## [文書の抜粋]
◆ ◆ ◆ ◆ ◆ ◆ ◆
仕事中、通勤中にケガをすれば労災で治療費や休業補償がなされます。当たり前のことですが現実にはそうならないケースを嫌というほどみてきました。

「労災が認定されない」と会社から言われました。

 まず、会社に労災の適用を断られるケースが多いようです。そもそも労災は会社の判断で適用するものではありません。基本は労働局へ「届出」することで労災の申請は完了します。もちろん業務中か通勤中かの判断があるにせよ、会社の許可などはなからありません。
 ただしやっかいなのが申請書に会社の署名と印が必要なことです。これが現実的にハードルとなっています。

そもそも未加入の会社の場合

 会社はたった一人でも人を雇えば労災へ加入する義務があります。加入していない状態で労働者がケガをした場合、罰則があり、近年罰則も強化されています。具体的には労災保険料の追加徴収と罰金です。
◆ ◆ ◆ ◆ ◆ ◆ ◆
労災に関する文章のうち、「仕事中、通勤中にケガをすれば」で始まり「許可などはなからありません。」で終わる部分を、「会社」を「勤務先」に置き換えて書き直してください。 これらの項目は別の出典から集めたものです。

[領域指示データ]
◆ ◆ ◆ ◆ ◆ ◆ ◆
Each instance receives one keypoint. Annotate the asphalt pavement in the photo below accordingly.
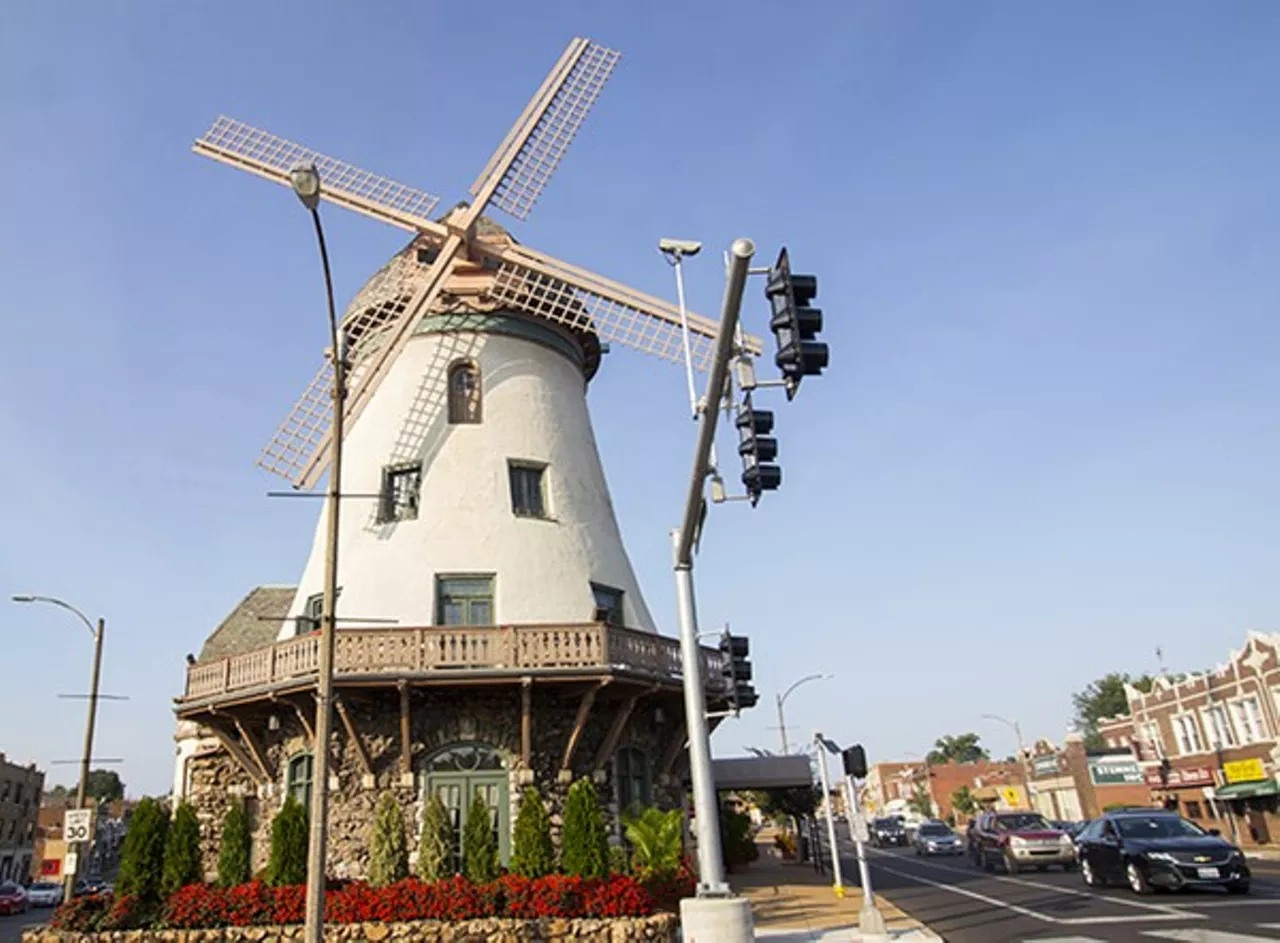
(965, 905)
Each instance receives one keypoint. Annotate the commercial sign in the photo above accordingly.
(1114, 770)
(1244, 770)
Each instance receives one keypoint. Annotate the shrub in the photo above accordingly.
(142, 854)
(657, 842)
(479, 843)
(388, 855)
(533, 855)
(234, 851)
(182, 863)
(288, 861)
(584, 843)
(435, 847)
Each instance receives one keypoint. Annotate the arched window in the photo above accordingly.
(297, 779)
(634, 783)
(464, 392)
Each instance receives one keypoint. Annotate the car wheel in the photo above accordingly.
(1138, 882)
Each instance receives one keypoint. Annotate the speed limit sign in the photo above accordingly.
(78, 825)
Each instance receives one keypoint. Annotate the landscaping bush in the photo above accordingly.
(533, 855)
(388, 855)
(584, 842)
(142, 854)
(479, 843)
(182, 863)
(435, 847)
(234, 851)
(288, 860)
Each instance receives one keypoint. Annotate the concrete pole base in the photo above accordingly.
(716, 920)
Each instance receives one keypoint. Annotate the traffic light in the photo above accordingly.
(737, 671)
(758, 451)
(795, 324)
(855, 761)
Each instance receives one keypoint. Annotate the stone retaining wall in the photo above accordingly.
(659, 928)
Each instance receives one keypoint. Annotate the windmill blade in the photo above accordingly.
(565, 293)
(266, 155)
(525, 160)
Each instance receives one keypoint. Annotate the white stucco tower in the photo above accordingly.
(476, 489)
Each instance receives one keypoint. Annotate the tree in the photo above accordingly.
(533, 855)
(1104, 697)
(388, 854)
(959, 749)
(479, 843)
(142, 854)
(234, 852)
(963, 801)
(584, 842)
(182, 861)
(435, 846)
(288, 860)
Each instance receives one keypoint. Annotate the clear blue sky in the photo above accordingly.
(1047, 243)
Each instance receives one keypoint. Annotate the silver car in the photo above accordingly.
(937, 838)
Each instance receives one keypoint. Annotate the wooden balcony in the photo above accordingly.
(447, 654)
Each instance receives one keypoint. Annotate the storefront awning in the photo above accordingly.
(1262, 787)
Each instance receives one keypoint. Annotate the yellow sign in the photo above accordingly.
(1244, 770)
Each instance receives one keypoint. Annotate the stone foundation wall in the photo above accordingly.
(657, 929)
(439, 718)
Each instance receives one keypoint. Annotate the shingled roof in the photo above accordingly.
(254, 623)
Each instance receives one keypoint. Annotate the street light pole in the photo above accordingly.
(306, 184)
(82, 790)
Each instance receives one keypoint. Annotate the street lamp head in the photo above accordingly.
(305, 181)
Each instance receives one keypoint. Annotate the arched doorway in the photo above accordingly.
(457, 774)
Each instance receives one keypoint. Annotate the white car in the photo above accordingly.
(45, 895)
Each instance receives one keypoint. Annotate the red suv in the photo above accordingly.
(1018, 841)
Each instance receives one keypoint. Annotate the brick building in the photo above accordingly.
(19, 801)
(1207, 742)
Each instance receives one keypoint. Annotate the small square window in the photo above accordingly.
(397, 500)
(528, 495)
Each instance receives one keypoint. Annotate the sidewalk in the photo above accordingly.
(791, 901)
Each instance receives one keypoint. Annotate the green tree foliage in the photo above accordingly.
(1104, 697)
(479, 843)
(533, 854)
(584, 842)
(142, 854)
(182, 861)
(657, 842)
(435, 846)
(288, 860)
(234, 851)
(388, 852)
(959, 749)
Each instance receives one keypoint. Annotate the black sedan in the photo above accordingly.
(1147, 848)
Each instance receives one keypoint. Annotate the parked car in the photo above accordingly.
(13, 898)
(45, 895)
(937, 838)
(886, 832)
(1018, 841)
(1147, 848)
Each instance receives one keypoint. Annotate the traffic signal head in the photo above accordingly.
(795, 324)
(758, 451)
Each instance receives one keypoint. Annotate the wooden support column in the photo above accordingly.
(256, 751)
(615, 735)
(361, 752)
(584, 712)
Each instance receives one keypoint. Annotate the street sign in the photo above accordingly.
(78, 825)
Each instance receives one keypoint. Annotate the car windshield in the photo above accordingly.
(1157, 827)
(1022, 823)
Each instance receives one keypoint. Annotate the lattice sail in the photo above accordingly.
(266, 155)
(544, 147)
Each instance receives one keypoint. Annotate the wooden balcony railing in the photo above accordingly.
(407, 651)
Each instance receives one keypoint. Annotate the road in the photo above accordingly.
(965, 905)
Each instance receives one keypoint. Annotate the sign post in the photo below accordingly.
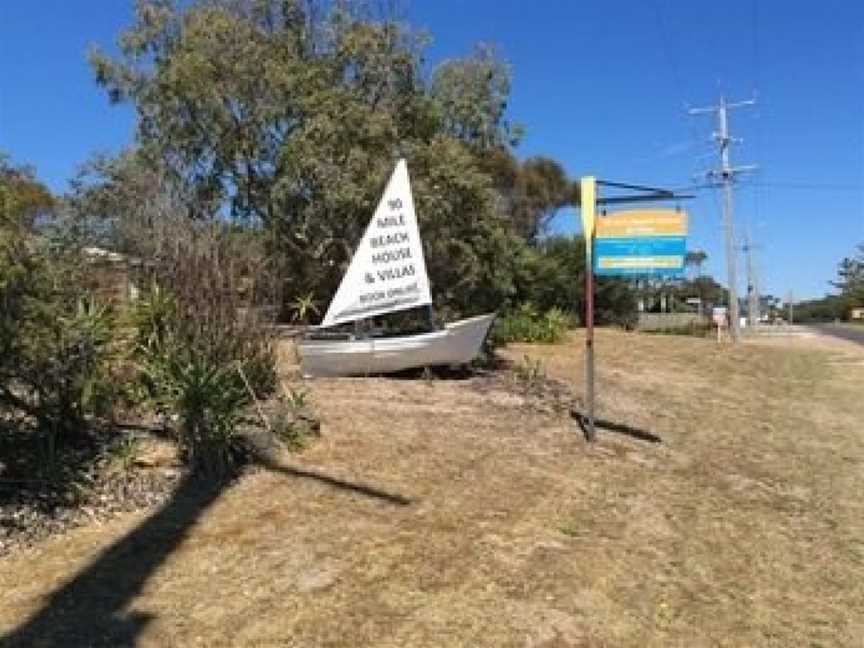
(646, 242)
(588, 198)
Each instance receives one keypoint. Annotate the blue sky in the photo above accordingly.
(601, 86)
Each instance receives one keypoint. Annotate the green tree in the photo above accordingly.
(850, 280)
(472, 96)
(291, 117)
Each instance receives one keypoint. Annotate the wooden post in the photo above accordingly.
(590, 432)
(587, 206)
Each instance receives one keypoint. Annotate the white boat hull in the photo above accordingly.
(458, 343)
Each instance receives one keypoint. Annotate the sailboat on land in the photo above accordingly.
(388, 274)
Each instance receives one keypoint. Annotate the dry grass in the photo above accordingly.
(743, 528)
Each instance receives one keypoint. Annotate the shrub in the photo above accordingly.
(55, 339)
(197, 346)
(295, 421)
(526, 324)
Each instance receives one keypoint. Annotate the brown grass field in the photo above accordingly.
(463, 513)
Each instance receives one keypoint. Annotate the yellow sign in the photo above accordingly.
(642, 222)
(631, 263)
(588, 201)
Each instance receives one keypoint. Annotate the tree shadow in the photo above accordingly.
(620, 428)
(90, 609)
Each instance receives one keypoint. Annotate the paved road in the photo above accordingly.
(844, 332)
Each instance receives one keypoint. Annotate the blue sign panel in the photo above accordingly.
(641, 255)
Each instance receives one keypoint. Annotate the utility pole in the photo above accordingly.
(753, 306)
(725, 175)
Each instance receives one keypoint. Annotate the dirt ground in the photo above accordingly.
(466, 513)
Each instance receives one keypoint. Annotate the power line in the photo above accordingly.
(726, 176)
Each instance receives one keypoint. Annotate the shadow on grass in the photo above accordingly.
(91, 608)
(620, 428)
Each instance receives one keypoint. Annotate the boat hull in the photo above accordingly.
(458, 343)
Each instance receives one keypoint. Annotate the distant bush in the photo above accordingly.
(527, 324)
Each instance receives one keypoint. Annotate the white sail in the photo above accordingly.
(387, 272)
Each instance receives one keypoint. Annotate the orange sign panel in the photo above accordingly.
(642, 222)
◆ ◆ ◆ ◆ ◆ ◆ ◆
## [解答欄]
仕事中、通勤中にケガをすれば労災で治療費や休業補償がなされます。当たり前のことですが現実にはそうならないケースを嫌というほどみてきました。

「労災が認定されない」と勤務先から言われました。

 まず、勤務先に労災の適用を断られるケースが多いようです。そもそも労災は勤務先の判断で適用するものではありません。基本は労働局へ「届出」することで労災の申請は完了します。もちろん業務中か通勤中かの判断があるにせよ、勤務先の許可などはなからありません。